• [Data records]
───

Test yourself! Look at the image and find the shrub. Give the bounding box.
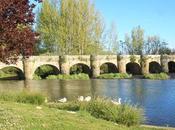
[97,73,132,79]
[144,73,169,80]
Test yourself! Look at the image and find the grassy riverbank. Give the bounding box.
[0,93,172,130]
[0,101,168,130]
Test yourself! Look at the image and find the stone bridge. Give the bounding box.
[0,55,175,79]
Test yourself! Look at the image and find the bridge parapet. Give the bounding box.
[0,55,175,79]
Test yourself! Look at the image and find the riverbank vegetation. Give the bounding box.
[46,98,144,126]
[0,101,168,130]
[97,73,132,79]
[0,93,169,130]
[144,73,170,80]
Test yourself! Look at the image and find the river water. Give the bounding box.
[0,79,175,127]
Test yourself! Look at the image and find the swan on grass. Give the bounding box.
[58,97,67,103]
[84,96,92,102]
[78,96,84,102]
[111,98,122,105]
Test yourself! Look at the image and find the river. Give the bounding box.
[0,79,175,127]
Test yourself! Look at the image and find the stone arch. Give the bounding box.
[34,64,60,79]
[126,62,141,75]
[168,61,175,73]
[100,62,119,74]
[70,63,92,77]
[0,66,25,80]
[149,61,162,73]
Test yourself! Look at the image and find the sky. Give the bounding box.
[30,0,175,48]
[95,0,175,48]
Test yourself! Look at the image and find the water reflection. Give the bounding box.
[0,80,175,127]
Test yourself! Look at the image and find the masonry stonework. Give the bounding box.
[0,55,175,79]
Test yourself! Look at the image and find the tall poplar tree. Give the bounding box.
[37,0,103,55]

───

• [Challenge]
Put each line of the records above into a Markdown table with the columns Row and Text, numbering the rows and skipping blank lines. Leave the pictures out of the answer.

• [Solution below]
| Row | Text |
|---|---|
| 1 | Test yourself! Look at the image and find the shrub. Give the bounding box. |
| 2 | [97,73,132,79] |
| 3 | [144,73,169,80] |
| 4 | Test yourself! Look at the image and find the grassy riverbank. Give the bounding box. |
| 5 | [0,93,172,130] |
| 6 | [0,101,168,130] |
| 7 | Test yourself! Look at the image and find the stone bridge. Give the bounding box. |
| 8 | [0,55,175,79] |
| 9 | Test yourself! Look at the image and find the bridge parapet. Give the bounding box. |
| 10 | [0,55,175,79] |
| 11 | Test yourself! Look at the image and find the riverbank vegetation. Give the bounding box. |
| 12 | [46,98,144,126] |
| 13 | [0,101,168,130] |
| 14 | [97,73,132,79] |
| 15 | [0,93,169,130] |
| 16 | [144,73,170,80] |
| 17 | Test yourself! Look at the image and find the river water. Give the bounding box. |
| 18 | [0,79,175,127] |
| 19 | Test yourself! Look at the image and find the swan on grass. Give the bounding box. |
| 20 | [58,97,67,103] |
| 21 | [84,96,92,102] |
| 22 | [78,96,84,102] |
| 23 | [111,98,122,105] |
| 24 | Test yourself! Look at the image and find the river. Give the bounding box. |
| 25 | [0,79,175,127] |
| 26 | Test yourself! Look at the image and find the stone arch. Give the bounding box. |
| 27 | [34,64,60,79] |
| 28 | [126,62,141,75] |
| 29 | [168,61,175,73] |
| 30 | [100,62,119,74] |
| 31 | [70,63,92,77] |
| 32 | [0,66,25,80] |
| 33 | [149,61,162,73] |
| 34 | Test yourself! Look at the image and find the sky. Give the bounding box. |
| 35 | [30,0,175,48] |
| 36 | [95,0,175,48] |
| 37 | Test yourself! Look at the image and find the water reflection. Give the bounding box. |
| 38 | [0,80,175,127] |
| 39 | Test yourself! Look at the image and find the masonry stonework. Give the bounding box. |
| 40 | [0,55,175,79] |
| 41 | Test yourself! Look at the image and find the tall poplar tree. Give the bounding box. |
| 42 | [37,0,103,55] |